***** Testo di studio

Scoprii che il cervello non discerne il bene o il male ma piuttosto le neuroscienze indicano la sua tendenza a seguire delle “programmazioni” a tracciare solchi neuronali più o meno complessi e profondi che determinano comportamenti radicati che chiamiamo abitudini, ma ancor più recentemente si è compreso il ruolo che emozioni forti hanno nello sviluppo di tali tracciati.
La risposta certa non ce l'ho né posso in alcun modo proporre un modello, ma noto ancora oggi nelle forme fisiche delle persone che conosco un curioso abbinamento a sensazioni precise che se identificate sembrano avvallare la mia ipotesi e cioè che abbiamo su di noi maggior potere di ciò che crediamo di avere. 
Le persone in sovrappeso spesso hanno storie altrettanto forti o immagini ricorrenti di morbidezza nel loro archetipo familiare. Può essere che il grasso non si accumuli solo per l'introduzione di cibo? Oppure che la facilità con cui i magri non lo accumulino sia solo una casualità?
Il rapporto che si crea col cibo è davvero l'unica risposta? Ebbene nel mio caso, so di non aver mai avuto con esso un rapporto emotivo consolatorio...io mangio felicità sotto forma di cibo, ma non lo assumo per tristezza, non lo considero un nemico da controllare né l'unico amico da far “entrare”, tuttavia le quantità di cibo che mangio dovrebbero, specie ora che sono vecchio, farmi ingrassare facilmente e invece sembrano non avere alcun potere.

**********

→ Compiti da svolgere
• A. Le seguenti affermazioni concordano con il testo di studio? (i) Il cervello distingue il bene dal male. (ii) Chi scrive dichiara di non avere una risposta certa. (iii) Chi scrive mangia per tristezza. Per ciascuna rispondi sì o no e cita le parole del testo che lo stabiliscono.
• B. Secondo il testo di studio, da che cosa derivano i comportamenti radicati che chiamiamo abitudini? Rispondi in una o due frasi.
• C. Prosegui il testo sul cervello e le abitudini a partire dalla sua ultima frase.

***** Dati da esaminare

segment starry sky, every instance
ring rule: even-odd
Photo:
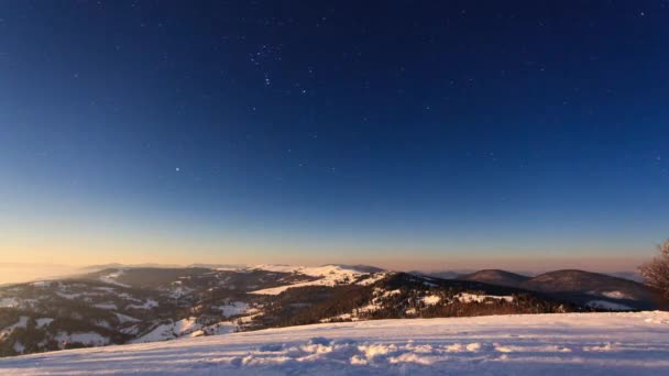
[[[0,3],[6,262],[634,268],[668,1]]]

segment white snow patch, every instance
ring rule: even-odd
[[[158,307],[158,302],[153,299],[147,299],[142,305],[129,305],[127,309],[152,309]]]
[[[377,320],[0,360],[7,374],[665,375],[669,312]],[[231,328],[232,324],[229,324]]]
[[[387,273],[365,273],[354,268],[346,268],[339,265],[325,265],[318,267],[310,266],[288,266],[288,265],[257,265],[253,267],[255,269],[263,269],[268,272],[277,273],[294,273],[301,274],[309,277],[317,277],[316,280],[307,280],[301,283],[295,283],[285,286],[271,287],[262,290],[251,291],[250,294],[260,295],[279,295],[283,291],[293,287],[305,287],[305,286],[337,286],[341,284],[352,284],[357,281],[358,285],[371,285],[382,279]],[[366,278],[363,278],[366,276]],[[359,278],[363,278],[360,279]]]
[[[37,329],[42,329],[42,328],[48,327],[54,321],[54,319],[52,319],[52,318],[40,318],[40,319],[37,319],[35,321],[37,322],[37,324],[36,324]]]
[[[211,307],[223,313],[223,317],[230,318],[233,316],[244,314],[249,311],[249,305],[243,301],[232,301],[224,306]]]
[[[79,343],[87,346],[103,346],[110,343],[109,339],[96,332],[86,333],[65,333],[58,332],[54,340],[58,342],[61,347],[65,347],[70,343]]]
[[[112,302],[97,303],[97,305],[94,305],[92,307],[99,308],[99,309],[112,309],[112,310],[118,309],[117,305],[114,305]]]
[[[612,311],[630,311],[633,308],[629,306],[606,301],[606,300],[590,300],[585,303],[588,307],[607,309]]]
[[[457,296],[458,300],[461,302],[483,302],[486,299],[495,299],[495,300],[505,300],[508,302],[514,301],[514,297],[512,296],[495,296],[495,295],[475,295],[475,294],[467,294],[462,292]]]
[[[106,284],[109,285],[116,285],[116,286],[121,286],[121,287],[130,287],[125,284],[121,284],[120,281],[118,281],[117,279],[123,275],[123,273],[125,273],[125,269],[118,269],[113,273],[110,273],[106,276],[101,276],[99,279]]]
[[[0,299],[0,308],[15,308],[15,307],[19,307],[19,299],[17,299],[17,298]]]
[[[436,303],[438,303],[439,301],[441,301],[441,298],[438,297],[438,296],[436,296],[436,295],[430,295],[430,296],[427,296],[427,297],[423,297],[420,300],[426,306],[435,306]]]
[[[138,320],[133,317],[130,317],[128,314],[123,314],[123,313],[119,313],[119,312],[114,312],[114,313],[116,313],[117,318],[119,319],[119,322],[122,324],[128,323],[128,322],[140,322],[140,320]]]

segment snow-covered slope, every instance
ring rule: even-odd
[[[0,374],[667,375],[669,312],[327,323],[0,360]]]
[[[260,295],[278,295],[288,288],[305,287],[305,286],[336,286],[340,284],[360,284],[371,285],[376,280],[386,276],[385,272],[369,273],[359,270],[354,267],[346,267],[341,265],[323,265],[323,266],[290,266],[290,265],[257,265],[254,269],[267,272],[294,273],[318,278],[314,280],[298,281],[290,285],[265,288],[262,290],[251,291],[251,294]]]

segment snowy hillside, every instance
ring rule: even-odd
[[[0,374],[667,375],[669,312],[379,320],[0,360]]]

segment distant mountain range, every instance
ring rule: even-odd
[[[90,270],[0,287],[0,355],[318,322],[666,307],[641,284],[582,270],[451,279],[363,265]]]

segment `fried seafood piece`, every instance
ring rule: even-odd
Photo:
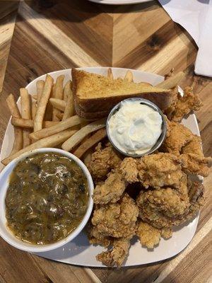
[[[90,243],[93,243],[93,245],[100,245],[107,248],[112,243],[111,237],[105,236],[99,233],[91,223],[87,226],[87,235]]]
[[[168,133],[164,141],[161,149],[165,152],[179,156],[184,146],[187,146],[190,142],[189,150],[194,147],[198,149],[198,152],[201,151],[201,139],[192,134],[192,131],[183,125],[167,120]]]
[[[170,118],[175,122],[180,122],[184,115],[190,113],[192,110],[199,110],[203,105],[197,94],[193,93],[192,88],[187,86],[184,90],[184,96],[179,96]]]
[[[131,238],[136,232],[139,209],[126,193],[115,204],[97,207],[92,224],[105,236]]]
[[[117,202],[122,197],[126,187],[126,182],[119,173],[111,173],[102,185],[98,185],[93,193],[95,204],[106,204]]]
[[[129,239],[122,238],[114,239],[112,248],[100,253],[96,256],[96,259],[109,267],[114,265],[120,267],[128,255],[129,247]]]
[[[200,175],[206,177],[211,166],[211,157],[204,157],[195,154],[181,154],[179,159],[182,167],[187,173]]]
[[[165,238],[172,237],[172,230],[171,228],[158,229],[149,224],[140,220],[136,235],[139,238],[141,245],[148,248],[153,248],[155,246],[159,243],[160,237]]]
[[[194,134],[192,139],[182,148],[182,154],[195,154],[204,157],[201,137]]]
[[[139,181],[138,178],[138,159],[133,158],[132,157],[125,158],[121,163],[121,173],[124,179],[130,184]]]
[[[141,192],[136,200],[139,216],[158,229],[184,223],[190,219],[204,203],[201,183],[192,183],[187,187],[187,197],[170,187]]]
[[[94,180],[104,180],[111,169],[117,168],[121,161],[121,158],[111,144],[102,149],[101,143],[99,143],[91,156],[88,169]]]
[[[136,169],[131,170],[134,167]],[[127,182],[139,180],[146,188],[165,185],[178,187],[184,176],[178,158],[174,154],[161,152],[137,160],[126,158],[121,164],[120,171]]]

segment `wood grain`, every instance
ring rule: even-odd
[[[212,155],[212,81],[194,74],[196,46],[158,1],[109,6],[87,0],[32,0],[21,1],[18,13],[18,1],[4,2],[0,6],[0,87],[4,76],[0,144],[9,119],[7,95],[12,92],[18,98],[19,88],[38,76],[86,66],[122,67],[160,74],[174,67],[176,71],[185,71],[182,86],[192,84],[204,103],[196,116],[204,151]],[[196,234],[173,258],[139,267],[89,269],[23,253],[1,238],[1,283],[211,282],[211,175],[204,180],[206,203]]]

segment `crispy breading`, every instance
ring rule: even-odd
[[[187,187],[185,195],[170,187],[141,191],[136,200],[139,216],[158,229],[184,223],[191,219],[204,203],[203,185],[192,183],[189,187]],[[191,195],[196,196],[194,199],[190,197],[189,191],[192,192]]]
[[[128,255],[129,247],[130,241],[129,239],[122,238],[115,239],[112,248],[100,253],[96,256],[96,259],[109,267],[114,265],[120,267]]]
[[[103,184],[95,187],[93,202],[100,204],[117,202],[121,198],[126,187],[126,182],[122,174],[112,173]]]
[[[192,88],[187,86],[184,90],[184,96],[179,96],[171,120],[180,122],[184,116],[189,114],[191,111],[199,110],[202,105],[199,96],[193,93]]]
[[[196,141],[199,145],[199,140],[196,138],[197,136],[193,134],[189,129],[182,124],[167,121],[169,131],[161,146],[163,151],[179,156],[181,154],[183,146],[186,146],[191,141],[194,140],[193,144],[194,141]]]
[[[146,188],[165,185],[177,187],[184,175],[177,157],[164,153],[148,155],[136,161],[126,157],[122,161],[120,169],[127,182],[139,180]]]
[[[97,207],[92,224],[104,236],[131,238],[135,234],[138,216],[134,200],[124,193],[118,202]]]
[[[137,165],[137,160],[132,157],[126,157],[121,163],[121,173],[125,180],[129,183],[139,182]]]
[[[139,238],[141,244],[148,248],[153,248],[157,246],[160,240],[160,237],[168,238],[172,236],[171,228],[158,229],[150,225],[148,223],[141,220],[139,221],[136,235]]]
[[[182,148],[182,154],[195,154],[204,157],[201,137],[194,134],[192,139]]]
[[[91,156],[88,169],[94,180],[104,180],[111,169],[119,166],[122,159],[111,144],[102,149],[99,143],[95,149]]]
[[[107,248],[112,243],[111,237],[105,236],[99,233],[91,223],[87,226],[87,235],[89,242],[94,245],[101,245]]]
[[[148,248],[153,248],[160,240],[160,230],[142,221],[139,222],[136,235],[139,238],[141,244]]]
[[[206,177],[211,166],[211,157],[199,156],[195,154],[181,154],[179,156],[183,170],[187,173],[200,175]]]

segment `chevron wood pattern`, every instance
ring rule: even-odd
[[[9,119],[5,100],[49,71],[112,66],[187,76],[204,103],[196,114],[206,156],[211,149],[211,79],[194,74],[197,48],[157,1],[110,6],[87,0],[0,2],[0,145]],[[54,283],[210,282],[212,176],[204,181],[206,204],[196,233],[177,256],[145,266],[83,268],[18,250],[0,239],[0,282]]]

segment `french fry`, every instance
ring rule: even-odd
[[[55,87],[54,90],[53,98],[57,99],[63,99],[63,86],[64,86],[64,76],[61,75],[57,78]],[[53,108],[52,119],[53,121],[57,120],[57,113],[59,113],[58,108]]]
[[[2,160],[1,162],[4,165],[7,165],[12,160],[15,159],[16,157],[20,156],[21,154],[30,151],[35,149],[40,149],[42,147],[54,147],[58,146],[61,142],[64,142],[70,137],[76,133],[77,130],[76,129],[66,129],[58,134],[53,134],[52,136],[45,137],[44,139],[40,139],[35,142],[34,144],[30,144],[28,146],[20,150],[14,154],[12,154],[7,157],[6,158]]]
[[[182,78],[184,77],[184,76],[185,74],[183,71],[179,71],[175,75],[170,76],[165,81],[162,81],[162,83],[157,84],[155,86],[157,86],[157,88],[165,89],[172,88],[178,85],[179,81],[182,79]]]
[[[54,88],[54,85],[53,85],[53,86],[52,88],[52,91],[51,91],[49,98],[53,96],[53,88]],[[52,120],[52,115],[53,115],[53,107],[52,107],[52,105],[50,103],[50,101],[49,100],[49,101],[47,103],[47,105],[44,120],[46,120],[46,121]]]
[[[111,68],[108,68],[108,70],[107,70],[107,78],[111,79],[111,80],[114,79]]]
[[[20,118],[20,113],[13,94],[10,94],[6,98],[6,103],[13,117]],[[11,154],[20,151],[23,148],[23,130],[22,129],[14,127],[14,143]]]
[[[69,80],[66,83],[64,88],[64,98],[63,98],[64,100],[67,101],[68,97],[69,96],[69,88],[71,88],[71,88],[72,88],[72,81]]]
[[[64,97],[64,98],[66,98],[66,100],[65,100],[66,105],[65,106],[64,115],[62,119],[63,120],[73,116],[74,114],[73,96],[71,91],[71,81],[69,81],[65,85]]]
[[[131,83],[132,81],[134,81],[134,77],[133,77],[132,72],[131,71],[128,70],[125,74],[124,79],[125,81],[129,81],[129,83]]]
[[[21,117],[23,119],[31,119],[30,109],[30,97],[26,88],[20,88],[20,105],[21,105]],[[29,137],[30,130],[25,129],[23,130],[23,147],[28,146],[30,144],[31,141]]]
[[[35,119],[36,111],[37,111],[36,101],[33,101],[32,102],[32,118],[33,118],[33,120]]]
[[[37,100],[37,94],[32,94],[31,96],[35,100]]]
[[[52,105],[57,109],[59,109],[61,111],[64,111],[65,108],[66,108],[66,101],[62,100],[61,99],[57,99],[57,98],[50,98],[49,101],[52,104]],[[54,109],[53,109],[54,111]],[[54,121],[54,119],[53,119]]]
[[[88,149],[84,154],[83,162],[88,167],[91,160],[92,149]]]
[[[78,144],[88,134],[105,127],[106,118],[93,122],[78,131],[71,138],[63,143],[61,148],[66,151],[70,151],[75,146]]]
[[[37,112],[34,120],[34,132],[39,131],[42,129],[42,121],[45,113],[45,110],[51,93],[53,85],[53,79],[51,76],[47,75],[46,80],[40,101],[38,104]]]
[[[20,111],[18,108],[17,104],[16,103],[16,100],[14,96],[12,93],[11,93],[6,98],[6,103],[8,107],[10,110],[11,114],[13,117],[16,117],[17,118],[20,118],[21,115]]]
[[[40,98],[42,96],[42,93],[43,91],[43,88],[45,85],[45,81],[42,80],[37,81],[36,83],[36,88],[37,88],[37,105],[40,101]]]
[[[51,95],[50,95],[50,98],[54,98],[54,97],[55,97],[55,83],[54,83],[54,85],[53,85],[53,86],[52,86],[52,93],[51,93]],[[50,100],[49,100],[48,103],[51,104],[51,106],[52,106],[52,121],[57,121],[57,122],[59,122],[59,119],[58,118],[58,117],[57,117],[56,115],[53,115],[54,108],[53,108],[52,104],[51,102],[50,102]]]
[[[57,113],[56,115],[57,115],[57,117],[58,117],[58,119],[59,119],[59,120],[61,121],[64,113],[62,113],[61,112],[60,112],[59,113]]]
[[[34,132],[30,134],[30,137],[33,140],[43,139],[44,137],[52,136],[64,129],[71,128],[81,123],[81,118],[77,116],[72,116],[66,119],[65,121],[59,122],[57,125],[46,129],[42,129],[40,131]]]
[[[105,129],[100,129],[93,134],[89,139],[81,144],[78,148],[73,152],[73,154],[81,158],[83,155],[95,144],[100,142],[107,136]]]
[[[43,127],[47,128],[57,123],[58,122],[54,121],[43,121]],[[11,124],[15,127],[19,127],[20,128],[33,129],[34,122],[33,120],[30,119],[22,119],[12,117]]]
[[[87,126],[87,125],[90,124],[90,121],[81,118],[81,129],[84,127],[85,126]]]

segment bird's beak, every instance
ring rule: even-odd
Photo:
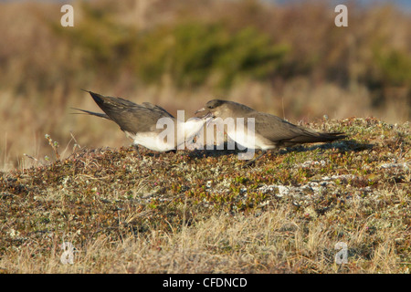
[[[202,111],[205,111],[205,110],[206,110],[205,108],[200,109],[200,110],[195,110],[195,114],[197,114],[197,113],[202,112]]]

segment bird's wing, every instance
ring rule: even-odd
[[[174,119],[163,108],[148,102],[139,105],[121,98],[105,97],[90,91],[90,93],[97,105],[124,131],[151,131],[155,130],[159,119]]]
[[[255,132],[264,136],[273,143],[290,146],[298,143],[325,142],[346,136],[342,132],[319,132],[311,129],[294,125],[277,116],[258,112],[249,114],[255,118]]]

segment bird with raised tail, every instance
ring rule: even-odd
[[[132,140],[132,144],[144,146],[156,151],[184,149],[200,130],[211,114],[191,118],[186,121],[175,119],[164,109],[150,102],[136,104],[121,98],[102,96],[89,92],[104,113],[81,110],[90,115],[114,121]]]
[[[227,127],[227,136],[237,143],[251,149],[260,149],[261,154],[248,162],[255,162],[269,149],[288,147],[302,143],[331,142],[344,139],[342,132],[318,132],[316,130],[294,125],[272,114],[257,111],[246,105],[222,99],[213,99],[195,113],[206,111],[213,118],[234,120],[232,127]],[[238,119],[242,119],[238,127]],[[251,121],[254,129],[248,129]]]

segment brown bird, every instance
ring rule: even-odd
[[[206,115],[202,119],[189,119],[184,122],[173,117],[164,109],[150,102],[140,105],[121,98],[84,91],[91,95],[105,113],[74,110],[114,121],[126,136],[133,141],[132,144],[137,147],[137,150],[138,145],[156,151],[180,149],[180,145],[193,139],[203,129],[204,124],[211,120],[211,115]],[[163,123],[159,125],[161,119],[164,120],[161,120]],[[169,125],[171,129],[168,128]],[[164,128],[165,130],[169,130],[170,135],[167,136],[167,132],[164,133]]]
[[[246,148],[262,151],[260,155],[246,165],[254,163],[269,149],[302,143],[331,142],[347,137],[342,132],[318,132],[297,126],[277,116],[257,111],[234,101],[213,99],[195,113],[201,111],[211,113],[213,118],[221,118],[224,120],[227,118],[233,119],[234,125],[227,127],[227,136]],[[244,119],[242,124],[238,124],[238,118]],[[254,130],[248,130],[248,120],[251,121]]]

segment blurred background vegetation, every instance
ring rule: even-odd
[[[389,2],[257,0],[0,3],[0,162],[26,167],[51,155],[129,145],[80,89],[150,101],[186,119],[207,100],[246,103],[292,122],[411,117],[411,16]],[[24,156],[24,153],[30,155]]]

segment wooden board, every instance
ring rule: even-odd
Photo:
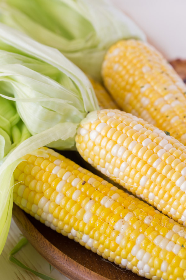
[[[54,267],[72,280],[144,280],[58,233],[14,203],[12,217],[29,242]]]

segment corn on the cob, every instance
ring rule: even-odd
[[[86,161],[186,226],[186,147],[178,140],[111,109],[88,114],[75,140]]]
[[[137,40],[118,42],[108,51],[102,74],[120,108],[186,145],[186,86],[153,48]]]
[[[186,229],[53,150],[39,152],[24,157],[14,171],[16,204],[141,276],[186,278]]]
[[[118,109],[114,101],[105,88],[89,75],[87,76],[94,90],[100,109]]]

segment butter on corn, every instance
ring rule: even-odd
[[[105,57],[102,75],[122,110],[186,145],[186,86],[154,48],[137,40],[118,42]]]
[[[186,226],[186,147],[141,119],[119,110],[91,112],[75,138],[85,160]]]
[[[13,198],[42,222],[153,280],[186,278],[186,229],[53,150],[24,157]]]

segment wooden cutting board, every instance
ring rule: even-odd
[[[14,203],[12,217],[29,242],[72,280],[144,280],[47,227]]]

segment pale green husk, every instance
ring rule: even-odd
[[[111,45],[123,39],[146,40],[132,20],[106,0],[4,0],[0,21],[58,49],[98,79]]]
[[[73,149],[81,121],[99,106],[87,77],[60,52],[2,23],[0,96],[0,254],[20,158],[44,146]],[[9,104],[5,122],[4,103]]]

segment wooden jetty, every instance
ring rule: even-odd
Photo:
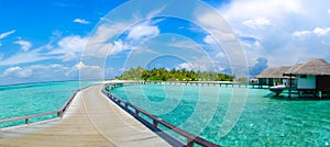
[[[62,118],[2,128],[0,146],[170,146],[109,101],[102,87],[78,92]]]

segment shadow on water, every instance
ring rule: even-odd
[[[298,94],[292,94],[292,98],[288,97],[288,93],[283,93],[279,95],[276,95],[274,92],[271,92],[263,98],[268,98],[273,100],[279,100],[279,101],[330,101],[330,94],[319,97],[312,97],[312,95],[305,95],[299,97]]]

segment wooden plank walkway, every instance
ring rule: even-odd
[[[101,88],[80,91],[59,121],[2,129],[0,146],[170,146],[108,100]]]

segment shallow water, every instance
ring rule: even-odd
[[[56,111],[76,90],[92,82],[65,81],[2,86],[0,87],[0,120]],[[37,117],[32,122],[55,116],[54,114]],[[0,124],[0,127],[22,123],[24,121]]]
[[[240,118],[222,136],[221,123],[233,102],[232,88],[142,84],[116,88],[112,93],[222,146],[330,144],[330,101],[272,99],[265,97],[268,90],[249,89]]]

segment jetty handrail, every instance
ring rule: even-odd
[[[51,115],[51,114],[56,114],[56,117],[62,117],[63,114],[68,109],[70,102],[77,95],[77,93],[79,91],[84,90],[84,89],[87,89],[87,88],[91,87],[91,86],[94,86],[94,84],[90,84],[88,87],[85,87],[85,88],[76,90],[75,93],[72,94],[72,97],[58,110],[50,111],[50,112],[43,112],[43,113],[36,113],[36,114],[28,115],[28,116],[18,116],[18,117],[12,117],[12,118],[4,118],[4,120],[0,120],[0,124],[2,124],[2,123],[9,123],[9,122],[16,122],[16,121],[20,121],[20,120],[25,120],[24,124],[30,124],[30,120],[33,118],[33,117],[38,117],[38,116],[44,116],[44,115]]]
[[[155,116],[155,115],[153,115],[153,114],[135,106],[135,105],[133,105],[132,103],[127,102],[127,101],[122,100],[121,98],[118,98],[118,97],[111,94],[110,92],[106,91],[106,88],[102,89],[102,92],[108,98],[110,98],[110,100],[116,102],[119,106],[124,108],[125,111],[131,111],[131,110],[129,110],[129,106],[134,109],[135,112],[133,112],[133,113],[134,113],[135,117],[142,118],[143,121],[148,122],[147,120],[140,116],[140,113],[143,113],[144,115],[146,115],[147,117],[150,117],[153,121],[152,124],[153,124],[154,127],[161,129],[158,127],[158,124],[162,124],[163,126],[174,131],[175,133],[179,134],[180,136],[184,136],[185,138],[187,138],[187,146],[188,147],[190,147],[190,146],[193,147],[194,144],[198,144],[198,145],[201,145],[201,146],[205,146],[205,147],[220,147],[219,145],[217,145],[215,143],[211,143],[211,142],[209,142],[207,139],[204,139],[199,136],[196,136],[191,133],[188,133],[188,132],[186,132],[186,131],[184,131],[184,129],[182,129],[182,128],[179,128],[179,127],[177,127],[177,126],[175,126],[175,125],[173,125],[173,124],[170,124],[170,123],[168,123],[168,122],[166,122],[162,118],[158,118],[157,116]],[[151,123],[151,122],[148,122],[148,123]]]
[[[0,123],[9,123],[9,122],[15,122],[15,121],[20,121],[20,120],[25,120],[25,124],[29,124],[30,118],[50,115],[50,114],[57,114],[57,113],[58,113],[58,111],[50,111],[50,112],[37,113],[37,114],[28,115],[28,116],[19,116],[19,117],[0,120]]]

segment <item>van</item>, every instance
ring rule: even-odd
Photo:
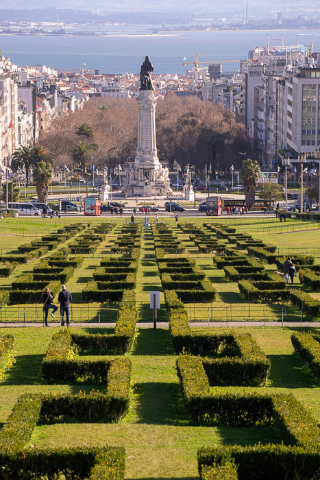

**********

→ Risposte ai problemi
• A.
(i) No: "il cervello non discerne il bene o il male".
(ii) Sì: "La risposta certa non ce l'ho".
(iii) No: "ma non lo assumo per tristezza".

• B. Derivano dai solchi neuronali, più o meno complessi e profondi, che il cervello traccia seguendo delle "programmazioni". Più di recente si è compreso anche il ruolo delle emozioni forti nello sviluppo di tali tracciati.

• C.
Ovviamente il mio corpo cambia, è cambiato ma è come se sapesse di dover deperire all'interno della sua memoria...di quei confini imposti al centro comando del mio cervello che stimola gli organi preposti a fare il loro lavoro, a darmi ragione.
In questo senso ovviamente la mia, è da definirsi una “magra consolazione”, in quanto il tempo non manca di fare il suo lavoro sul mio corpo, né alcuna scienza, fede o mistica filosofia riesce a smentire o a confermare quella che ovviamente tutti ritengono unicamente, una fortuna biologica ma di quelle sfacciate eh! Mi chiedo tuttavia: perché questa storia merita di essere raccontata?
Non lo merita nell'inteso che abbiate dei super poteri, come pensavo da bambino(pensiero magico che tuttavia non mi sento di escludere del tutto), né per promuovere un qualche possibile determinismo ma solo per instillarvi un ragionevole dubbio su ciò che ritenete che nella nostra vita “non sia possibile”. Sono certo che ognuno di voi abbia fatto una qualche fotografia mentale abbinata a forti sensazioni emotive, e vi invito raccontandovi la mia storia, a credere che possiate spiegarvi meglio come mai quella data cosa, colore, tipo di persona, o forma fisica, o tipo di cibo vi piaccia o meno e magari a scoprire come sto cercando di fare anche io se il vostro cervello non sia disponibile tutt'oggi a nuove “direzioni” da prendere magari con la consapevolezza che esso potrebbe far fare al vostro corpo ciò che la nuova direzione richiede. Abbiate cura di sapere, e questo credo sia l'unico valore di questa storia, che il cervello non fa differenza tra positivo e negativo ma solo tra segnale forte e debole, il che equivale a dire che una fotografia mentale”sfocata” non produrrà una programmazione nitida e duratura.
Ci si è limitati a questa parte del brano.